* WHAT THIS TASK INVOLVES *
Put the lines below into a Markdown table with the columns Index and Entry, giving each line a number and leaving out blank lines. Begin at the line that contains "Tag the window" and stop after the last line of the rows.

* PROVIDED RECORDS *
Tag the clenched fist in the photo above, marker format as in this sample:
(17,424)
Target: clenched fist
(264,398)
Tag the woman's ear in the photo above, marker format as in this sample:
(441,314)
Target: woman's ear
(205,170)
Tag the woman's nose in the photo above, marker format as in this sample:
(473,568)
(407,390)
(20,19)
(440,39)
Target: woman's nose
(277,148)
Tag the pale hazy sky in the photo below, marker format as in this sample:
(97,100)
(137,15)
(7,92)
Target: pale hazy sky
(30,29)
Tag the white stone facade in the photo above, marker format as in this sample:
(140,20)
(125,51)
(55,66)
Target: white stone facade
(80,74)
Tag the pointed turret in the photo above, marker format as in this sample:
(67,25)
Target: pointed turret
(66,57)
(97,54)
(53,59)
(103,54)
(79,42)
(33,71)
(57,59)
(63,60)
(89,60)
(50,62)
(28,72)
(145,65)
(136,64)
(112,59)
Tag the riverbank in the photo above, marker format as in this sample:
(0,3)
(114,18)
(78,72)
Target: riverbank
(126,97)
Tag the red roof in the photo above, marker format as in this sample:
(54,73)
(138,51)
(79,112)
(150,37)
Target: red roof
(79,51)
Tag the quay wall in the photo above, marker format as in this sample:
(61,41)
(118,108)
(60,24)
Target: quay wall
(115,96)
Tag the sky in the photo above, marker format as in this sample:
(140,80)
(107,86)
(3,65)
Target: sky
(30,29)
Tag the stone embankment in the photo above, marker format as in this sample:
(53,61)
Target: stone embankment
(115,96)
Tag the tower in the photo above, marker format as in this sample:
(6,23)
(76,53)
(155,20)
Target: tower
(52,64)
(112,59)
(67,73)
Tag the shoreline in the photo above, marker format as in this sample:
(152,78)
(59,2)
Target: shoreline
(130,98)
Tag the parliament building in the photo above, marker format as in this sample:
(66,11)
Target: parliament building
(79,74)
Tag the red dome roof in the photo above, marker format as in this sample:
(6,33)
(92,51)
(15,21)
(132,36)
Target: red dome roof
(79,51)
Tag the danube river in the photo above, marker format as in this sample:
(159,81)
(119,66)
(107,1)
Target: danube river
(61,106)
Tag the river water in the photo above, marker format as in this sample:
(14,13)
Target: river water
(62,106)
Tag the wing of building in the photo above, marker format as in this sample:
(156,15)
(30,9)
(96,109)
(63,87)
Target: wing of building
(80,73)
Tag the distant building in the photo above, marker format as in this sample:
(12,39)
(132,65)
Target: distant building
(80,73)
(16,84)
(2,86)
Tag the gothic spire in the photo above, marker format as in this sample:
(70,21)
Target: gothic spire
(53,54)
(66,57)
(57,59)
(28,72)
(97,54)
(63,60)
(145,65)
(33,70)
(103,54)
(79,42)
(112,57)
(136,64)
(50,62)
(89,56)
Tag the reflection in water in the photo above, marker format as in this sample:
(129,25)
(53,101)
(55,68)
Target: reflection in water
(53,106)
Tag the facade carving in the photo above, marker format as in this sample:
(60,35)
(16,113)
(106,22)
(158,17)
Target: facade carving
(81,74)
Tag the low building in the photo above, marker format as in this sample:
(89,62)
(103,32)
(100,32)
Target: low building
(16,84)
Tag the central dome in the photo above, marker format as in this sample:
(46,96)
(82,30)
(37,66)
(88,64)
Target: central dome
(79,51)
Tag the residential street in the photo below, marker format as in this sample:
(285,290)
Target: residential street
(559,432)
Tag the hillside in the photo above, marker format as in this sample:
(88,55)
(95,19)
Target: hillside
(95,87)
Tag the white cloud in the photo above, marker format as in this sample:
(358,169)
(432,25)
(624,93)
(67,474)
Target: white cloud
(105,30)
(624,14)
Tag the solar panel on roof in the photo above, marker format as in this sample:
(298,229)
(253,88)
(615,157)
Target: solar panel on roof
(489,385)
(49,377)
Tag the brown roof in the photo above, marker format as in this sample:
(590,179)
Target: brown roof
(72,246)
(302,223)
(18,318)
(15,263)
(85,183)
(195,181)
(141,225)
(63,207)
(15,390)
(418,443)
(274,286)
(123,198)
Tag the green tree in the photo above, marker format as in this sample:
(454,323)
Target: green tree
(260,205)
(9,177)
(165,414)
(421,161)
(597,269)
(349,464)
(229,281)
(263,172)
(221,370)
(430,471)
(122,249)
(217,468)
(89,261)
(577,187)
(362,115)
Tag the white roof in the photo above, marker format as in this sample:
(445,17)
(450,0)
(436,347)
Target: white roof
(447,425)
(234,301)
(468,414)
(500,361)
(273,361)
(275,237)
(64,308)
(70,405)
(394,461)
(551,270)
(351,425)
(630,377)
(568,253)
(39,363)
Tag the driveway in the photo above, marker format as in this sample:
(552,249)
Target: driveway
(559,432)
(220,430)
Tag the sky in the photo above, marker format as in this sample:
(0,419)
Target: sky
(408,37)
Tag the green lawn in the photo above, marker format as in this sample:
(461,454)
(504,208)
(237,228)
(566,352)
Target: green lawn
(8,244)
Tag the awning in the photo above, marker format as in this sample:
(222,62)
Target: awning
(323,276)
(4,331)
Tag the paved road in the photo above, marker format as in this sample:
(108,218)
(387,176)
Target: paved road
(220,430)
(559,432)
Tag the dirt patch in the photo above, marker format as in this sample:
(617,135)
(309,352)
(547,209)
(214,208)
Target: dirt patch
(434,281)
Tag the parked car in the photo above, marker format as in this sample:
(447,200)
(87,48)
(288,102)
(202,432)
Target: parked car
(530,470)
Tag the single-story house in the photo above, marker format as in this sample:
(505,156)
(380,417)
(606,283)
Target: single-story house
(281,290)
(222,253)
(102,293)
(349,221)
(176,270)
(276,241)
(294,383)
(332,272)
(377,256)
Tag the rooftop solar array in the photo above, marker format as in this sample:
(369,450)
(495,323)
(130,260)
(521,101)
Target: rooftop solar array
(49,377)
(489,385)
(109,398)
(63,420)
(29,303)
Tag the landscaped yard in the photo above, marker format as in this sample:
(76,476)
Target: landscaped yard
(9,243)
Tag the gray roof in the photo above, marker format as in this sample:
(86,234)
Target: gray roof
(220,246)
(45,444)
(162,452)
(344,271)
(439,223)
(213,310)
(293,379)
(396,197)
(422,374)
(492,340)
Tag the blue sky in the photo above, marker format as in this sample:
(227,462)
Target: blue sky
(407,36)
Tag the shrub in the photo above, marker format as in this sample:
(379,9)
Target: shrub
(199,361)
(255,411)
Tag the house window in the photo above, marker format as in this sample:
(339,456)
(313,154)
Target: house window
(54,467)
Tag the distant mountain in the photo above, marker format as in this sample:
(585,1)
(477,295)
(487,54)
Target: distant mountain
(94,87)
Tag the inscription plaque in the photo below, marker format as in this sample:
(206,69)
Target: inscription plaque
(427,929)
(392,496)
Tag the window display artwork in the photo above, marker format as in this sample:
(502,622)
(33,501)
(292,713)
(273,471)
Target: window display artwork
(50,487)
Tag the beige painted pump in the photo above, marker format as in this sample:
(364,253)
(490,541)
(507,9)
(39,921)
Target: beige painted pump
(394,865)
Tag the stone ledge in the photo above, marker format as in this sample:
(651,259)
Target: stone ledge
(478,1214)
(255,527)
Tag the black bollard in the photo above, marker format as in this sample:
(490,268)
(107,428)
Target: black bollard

* SOLVED EXERCISE *
| Index | Entry |
|---|---|
| 1 | Tag the window display artwork in the photo above, marker format as in this sample: |
| 2 | (502,622) |
| 3 | (33,501) |
| 4 | (292,713) |
| 5 | (273,471) |
| 6 | Target: window display artwork |
| 7 | (50,487) |
| 8 | Tag the beige painted pump in the photo above, marker format as in this sample: |
| 9 | (364,253) |
| 10 | (490,541) |
| 11 | (507,9) |
| 12 | (39,921) |
| 13 | Target: beige painted pump |
| 14 | (394,865) |
| 15 | Tag the stone ledge in the photo above, marker format as in this sample: |
| 16 | (651,259) |
| 17 | Target: stone ledge |
| 18 | (478,1214) |
| 19 | (255,527) |
| 20 | Tag the black bollard in the photo above, marker format as in this sample: |
| 21 | (490,268) |
| 22 | (107,428) |
| 23 | Target: black bollard |